> [Dane do ćwiczenia]
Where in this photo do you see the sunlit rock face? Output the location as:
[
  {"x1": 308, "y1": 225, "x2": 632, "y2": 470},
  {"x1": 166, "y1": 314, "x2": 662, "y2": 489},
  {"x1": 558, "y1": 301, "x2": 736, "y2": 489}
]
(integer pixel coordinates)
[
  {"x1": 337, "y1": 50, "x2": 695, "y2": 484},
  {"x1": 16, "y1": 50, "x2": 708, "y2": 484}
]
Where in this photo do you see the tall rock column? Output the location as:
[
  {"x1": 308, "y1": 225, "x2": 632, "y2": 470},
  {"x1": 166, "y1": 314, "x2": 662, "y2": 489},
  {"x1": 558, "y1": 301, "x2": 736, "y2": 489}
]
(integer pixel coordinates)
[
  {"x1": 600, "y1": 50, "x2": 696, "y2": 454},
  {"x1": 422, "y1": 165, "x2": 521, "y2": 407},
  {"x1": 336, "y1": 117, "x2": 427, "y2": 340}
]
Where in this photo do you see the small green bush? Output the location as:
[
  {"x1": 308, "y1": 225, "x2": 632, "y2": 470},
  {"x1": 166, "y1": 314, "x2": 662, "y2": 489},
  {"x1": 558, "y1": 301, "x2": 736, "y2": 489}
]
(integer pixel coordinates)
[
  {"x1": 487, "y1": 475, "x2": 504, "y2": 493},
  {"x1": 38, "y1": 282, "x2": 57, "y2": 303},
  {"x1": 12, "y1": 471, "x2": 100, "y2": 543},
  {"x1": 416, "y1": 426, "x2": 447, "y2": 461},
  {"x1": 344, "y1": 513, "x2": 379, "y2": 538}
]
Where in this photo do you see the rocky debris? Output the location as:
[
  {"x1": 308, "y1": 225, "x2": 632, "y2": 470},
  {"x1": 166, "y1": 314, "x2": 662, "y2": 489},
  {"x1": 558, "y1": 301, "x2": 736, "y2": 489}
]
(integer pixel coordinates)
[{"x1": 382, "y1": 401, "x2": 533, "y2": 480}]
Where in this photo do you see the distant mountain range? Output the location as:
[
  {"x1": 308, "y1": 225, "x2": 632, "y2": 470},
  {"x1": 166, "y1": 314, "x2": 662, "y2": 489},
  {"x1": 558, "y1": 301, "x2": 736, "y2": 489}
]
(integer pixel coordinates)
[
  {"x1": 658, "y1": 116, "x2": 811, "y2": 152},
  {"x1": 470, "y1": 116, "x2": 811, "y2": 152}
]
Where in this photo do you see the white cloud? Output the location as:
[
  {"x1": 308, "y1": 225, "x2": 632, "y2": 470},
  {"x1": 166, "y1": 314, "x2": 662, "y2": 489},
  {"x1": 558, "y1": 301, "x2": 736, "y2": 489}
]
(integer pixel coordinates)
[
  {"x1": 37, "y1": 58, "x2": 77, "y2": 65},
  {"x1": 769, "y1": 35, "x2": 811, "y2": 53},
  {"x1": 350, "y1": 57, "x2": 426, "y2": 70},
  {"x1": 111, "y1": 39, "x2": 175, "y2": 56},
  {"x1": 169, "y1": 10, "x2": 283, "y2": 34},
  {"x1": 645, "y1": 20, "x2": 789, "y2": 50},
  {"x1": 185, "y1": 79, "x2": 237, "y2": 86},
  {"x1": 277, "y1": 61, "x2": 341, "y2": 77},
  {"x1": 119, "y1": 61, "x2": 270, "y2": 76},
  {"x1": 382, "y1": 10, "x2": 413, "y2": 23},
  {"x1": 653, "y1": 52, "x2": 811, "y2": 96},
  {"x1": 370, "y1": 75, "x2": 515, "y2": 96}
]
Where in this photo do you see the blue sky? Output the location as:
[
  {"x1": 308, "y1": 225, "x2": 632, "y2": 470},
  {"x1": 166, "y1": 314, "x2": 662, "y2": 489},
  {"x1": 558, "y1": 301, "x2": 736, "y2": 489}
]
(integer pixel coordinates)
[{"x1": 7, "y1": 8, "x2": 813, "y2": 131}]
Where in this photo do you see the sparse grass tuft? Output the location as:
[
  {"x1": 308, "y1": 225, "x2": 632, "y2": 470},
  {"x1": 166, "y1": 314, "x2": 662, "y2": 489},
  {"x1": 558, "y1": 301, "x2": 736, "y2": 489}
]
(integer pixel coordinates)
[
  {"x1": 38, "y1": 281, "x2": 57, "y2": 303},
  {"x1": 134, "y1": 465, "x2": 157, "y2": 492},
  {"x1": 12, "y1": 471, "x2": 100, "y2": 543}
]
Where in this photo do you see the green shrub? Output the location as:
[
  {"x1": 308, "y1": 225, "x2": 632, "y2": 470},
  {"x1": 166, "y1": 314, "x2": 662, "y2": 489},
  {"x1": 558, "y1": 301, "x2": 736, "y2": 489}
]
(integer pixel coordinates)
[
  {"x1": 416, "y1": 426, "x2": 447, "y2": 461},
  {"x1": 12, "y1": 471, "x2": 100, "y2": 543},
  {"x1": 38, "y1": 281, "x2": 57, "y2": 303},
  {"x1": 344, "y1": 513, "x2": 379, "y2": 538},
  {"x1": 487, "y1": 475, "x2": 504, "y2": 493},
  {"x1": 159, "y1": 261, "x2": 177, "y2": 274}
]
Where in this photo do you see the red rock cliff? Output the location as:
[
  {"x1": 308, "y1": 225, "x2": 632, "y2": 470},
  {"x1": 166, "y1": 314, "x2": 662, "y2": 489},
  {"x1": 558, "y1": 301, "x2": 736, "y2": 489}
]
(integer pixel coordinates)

> [Cel zadania] Proszę zwrócić wszystkie linie z powyższych wierszy, które zawierają słowo „location”.

> [Odpowiedź pisemna]
Where in this photo do you see the sunlit rock face? Output the location as:
Where in this photo do you see the tall rock column? Output the location as:
Where in this photo do you see the small green bush? Output the location as:
Where in this photo do you see the rocky debris? Output the location as:
Where in this photo do you see the distant mountain range? Output the location as:
Where in this photo do you see the white cloud? Output the location as:
Where in this photo do you see the blue sky? Output the location as:
Where in this photo do you see the sparse grass tuft? Output the location as:
Where in this photo do you see the green shrub? Output the location as:
Where in this photo do you see the red rock cliff? Output the location as:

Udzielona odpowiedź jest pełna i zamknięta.